Directions: Which lines of the rows below contain the string "pressed" with matching case? Pick out each of those lines and copy it in full.

Exercise material:

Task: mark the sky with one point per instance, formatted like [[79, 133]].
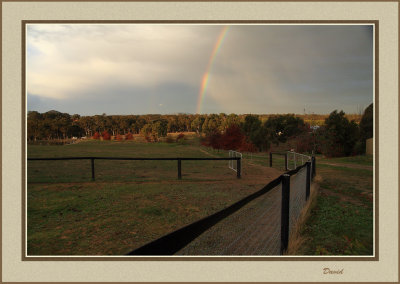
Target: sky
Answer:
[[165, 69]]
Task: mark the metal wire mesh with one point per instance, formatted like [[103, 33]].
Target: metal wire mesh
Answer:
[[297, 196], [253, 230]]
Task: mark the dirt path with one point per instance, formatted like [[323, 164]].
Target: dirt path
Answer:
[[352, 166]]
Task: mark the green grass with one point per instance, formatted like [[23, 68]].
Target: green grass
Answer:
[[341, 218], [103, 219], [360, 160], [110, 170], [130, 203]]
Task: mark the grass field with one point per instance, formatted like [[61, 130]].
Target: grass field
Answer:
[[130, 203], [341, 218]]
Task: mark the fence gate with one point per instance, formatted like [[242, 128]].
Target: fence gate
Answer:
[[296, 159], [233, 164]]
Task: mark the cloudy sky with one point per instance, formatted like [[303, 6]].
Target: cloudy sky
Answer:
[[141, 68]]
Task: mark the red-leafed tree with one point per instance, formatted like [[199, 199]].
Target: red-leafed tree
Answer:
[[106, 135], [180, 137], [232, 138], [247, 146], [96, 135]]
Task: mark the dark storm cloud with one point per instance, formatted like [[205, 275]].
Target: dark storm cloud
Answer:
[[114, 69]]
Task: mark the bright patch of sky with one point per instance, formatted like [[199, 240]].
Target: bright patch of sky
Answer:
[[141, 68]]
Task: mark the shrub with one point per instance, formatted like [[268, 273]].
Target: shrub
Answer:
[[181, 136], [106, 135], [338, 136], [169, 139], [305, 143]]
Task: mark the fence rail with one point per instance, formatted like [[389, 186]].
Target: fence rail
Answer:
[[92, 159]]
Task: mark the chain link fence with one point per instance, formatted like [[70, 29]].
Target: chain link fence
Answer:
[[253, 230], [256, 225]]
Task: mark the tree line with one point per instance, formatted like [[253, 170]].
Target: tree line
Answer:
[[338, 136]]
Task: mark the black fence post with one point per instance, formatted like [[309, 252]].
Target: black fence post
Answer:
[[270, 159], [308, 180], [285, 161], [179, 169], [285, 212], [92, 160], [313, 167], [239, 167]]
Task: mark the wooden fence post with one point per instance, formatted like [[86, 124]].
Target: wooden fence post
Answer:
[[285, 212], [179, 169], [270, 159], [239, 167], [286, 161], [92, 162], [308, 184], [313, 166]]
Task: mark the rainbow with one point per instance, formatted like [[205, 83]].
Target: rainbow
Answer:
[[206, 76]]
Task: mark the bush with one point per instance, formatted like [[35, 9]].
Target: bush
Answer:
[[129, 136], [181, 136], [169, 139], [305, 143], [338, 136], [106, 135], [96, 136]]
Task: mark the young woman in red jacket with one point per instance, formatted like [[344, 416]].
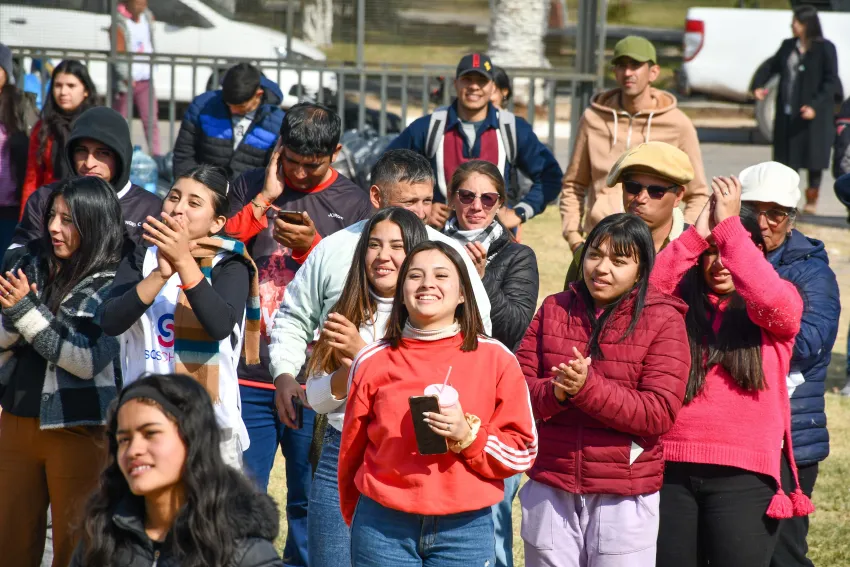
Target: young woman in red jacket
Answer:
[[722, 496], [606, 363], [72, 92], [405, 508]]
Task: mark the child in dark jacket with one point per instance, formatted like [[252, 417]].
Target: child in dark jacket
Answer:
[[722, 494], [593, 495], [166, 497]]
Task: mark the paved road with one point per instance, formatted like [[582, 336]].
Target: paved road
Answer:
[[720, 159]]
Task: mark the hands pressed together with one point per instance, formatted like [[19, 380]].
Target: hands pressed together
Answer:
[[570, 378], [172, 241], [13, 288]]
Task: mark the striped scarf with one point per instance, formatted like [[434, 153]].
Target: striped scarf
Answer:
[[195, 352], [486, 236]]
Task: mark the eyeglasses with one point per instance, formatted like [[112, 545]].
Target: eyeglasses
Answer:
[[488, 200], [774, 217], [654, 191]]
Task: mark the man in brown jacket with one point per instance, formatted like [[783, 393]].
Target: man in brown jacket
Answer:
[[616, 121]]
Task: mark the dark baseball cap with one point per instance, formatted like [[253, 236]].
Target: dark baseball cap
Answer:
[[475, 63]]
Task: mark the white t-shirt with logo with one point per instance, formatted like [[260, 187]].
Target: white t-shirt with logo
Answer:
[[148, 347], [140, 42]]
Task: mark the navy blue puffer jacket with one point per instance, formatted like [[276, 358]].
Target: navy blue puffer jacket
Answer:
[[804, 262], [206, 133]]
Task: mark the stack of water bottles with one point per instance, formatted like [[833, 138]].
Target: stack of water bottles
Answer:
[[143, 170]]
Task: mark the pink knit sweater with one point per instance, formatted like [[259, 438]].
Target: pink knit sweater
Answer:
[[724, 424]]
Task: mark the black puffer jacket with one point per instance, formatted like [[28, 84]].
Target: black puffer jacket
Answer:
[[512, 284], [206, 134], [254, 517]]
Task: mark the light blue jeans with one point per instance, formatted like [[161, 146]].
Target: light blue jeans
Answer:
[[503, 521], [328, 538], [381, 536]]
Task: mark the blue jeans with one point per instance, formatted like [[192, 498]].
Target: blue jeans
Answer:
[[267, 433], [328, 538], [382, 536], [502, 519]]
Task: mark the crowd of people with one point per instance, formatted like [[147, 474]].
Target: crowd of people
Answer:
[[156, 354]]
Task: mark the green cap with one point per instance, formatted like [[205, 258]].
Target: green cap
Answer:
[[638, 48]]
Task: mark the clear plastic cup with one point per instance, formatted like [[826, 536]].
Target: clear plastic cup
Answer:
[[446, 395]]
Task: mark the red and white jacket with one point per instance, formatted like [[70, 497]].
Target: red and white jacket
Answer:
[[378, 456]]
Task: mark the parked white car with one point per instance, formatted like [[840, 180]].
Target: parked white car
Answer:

--

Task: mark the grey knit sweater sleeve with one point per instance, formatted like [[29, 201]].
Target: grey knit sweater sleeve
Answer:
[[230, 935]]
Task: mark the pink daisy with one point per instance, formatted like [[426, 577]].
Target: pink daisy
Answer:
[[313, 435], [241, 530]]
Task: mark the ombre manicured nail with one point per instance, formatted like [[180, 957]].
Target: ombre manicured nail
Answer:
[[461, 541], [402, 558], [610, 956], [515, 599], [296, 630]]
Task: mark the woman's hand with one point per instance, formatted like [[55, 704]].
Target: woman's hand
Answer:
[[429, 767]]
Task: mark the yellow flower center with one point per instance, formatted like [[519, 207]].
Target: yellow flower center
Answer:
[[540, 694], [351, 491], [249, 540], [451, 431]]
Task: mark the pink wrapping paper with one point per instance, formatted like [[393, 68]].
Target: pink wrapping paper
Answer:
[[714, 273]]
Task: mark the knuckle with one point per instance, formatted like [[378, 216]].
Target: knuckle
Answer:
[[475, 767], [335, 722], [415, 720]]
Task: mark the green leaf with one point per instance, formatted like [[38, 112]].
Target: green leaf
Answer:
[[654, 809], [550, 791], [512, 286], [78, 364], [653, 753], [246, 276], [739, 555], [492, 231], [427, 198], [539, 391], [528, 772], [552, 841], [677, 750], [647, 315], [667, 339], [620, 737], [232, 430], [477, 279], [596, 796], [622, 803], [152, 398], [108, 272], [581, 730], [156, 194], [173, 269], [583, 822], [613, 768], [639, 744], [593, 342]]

==

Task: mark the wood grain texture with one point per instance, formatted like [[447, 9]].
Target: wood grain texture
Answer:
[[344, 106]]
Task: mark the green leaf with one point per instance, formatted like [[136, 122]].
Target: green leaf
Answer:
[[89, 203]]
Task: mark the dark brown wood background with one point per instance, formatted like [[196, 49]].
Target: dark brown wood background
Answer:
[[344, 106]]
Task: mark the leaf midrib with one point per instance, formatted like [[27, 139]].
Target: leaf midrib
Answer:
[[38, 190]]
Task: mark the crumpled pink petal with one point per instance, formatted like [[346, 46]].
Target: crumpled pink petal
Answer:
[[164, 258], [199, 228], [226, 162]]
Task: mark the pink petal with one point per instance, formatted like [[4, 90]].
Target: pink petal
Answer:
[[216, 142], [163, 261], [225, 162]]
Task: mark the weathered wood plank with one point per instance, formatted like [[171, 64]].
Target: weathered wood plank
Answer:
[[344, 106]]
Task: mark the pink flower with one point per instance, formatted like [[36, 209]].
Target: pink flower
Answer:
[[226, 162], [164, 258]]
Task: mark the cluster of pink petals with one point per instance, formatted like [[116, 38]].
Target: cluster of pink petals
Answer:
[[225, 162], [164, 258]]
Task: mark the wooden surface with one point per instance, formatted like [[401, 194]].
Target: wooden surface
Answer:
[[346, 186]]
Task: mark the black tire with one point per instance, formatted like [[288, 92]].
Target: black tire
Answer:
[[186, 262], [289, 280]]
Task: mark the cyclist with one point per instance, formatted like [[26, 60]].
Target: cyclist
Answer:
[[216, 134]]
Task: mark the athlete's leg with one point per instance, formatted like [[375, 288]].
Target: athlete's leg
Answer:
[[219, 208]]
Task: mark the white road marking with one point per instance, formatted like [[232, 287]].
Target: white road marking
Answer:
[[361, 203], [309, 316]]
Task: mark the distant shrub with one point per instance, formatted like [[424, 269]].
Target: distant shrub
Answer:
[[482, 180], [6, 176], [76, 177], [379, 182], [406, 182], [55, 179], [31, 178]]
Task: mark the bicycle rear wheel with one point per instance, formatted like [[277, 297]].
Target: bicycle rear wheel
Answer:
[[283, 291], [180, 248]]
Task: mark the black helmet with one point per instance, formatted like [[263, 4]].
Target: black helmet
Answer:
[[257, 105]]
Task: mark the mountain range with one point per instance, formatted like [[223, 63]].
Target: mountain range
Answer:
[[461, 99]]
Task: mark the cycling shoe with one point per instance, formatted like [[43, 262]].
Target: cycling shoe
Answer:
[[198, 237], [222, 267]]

Task solution:
Task: mark the hands pressed together with one point per instance, formatted like [[19, 380]].
Target: hands pressed together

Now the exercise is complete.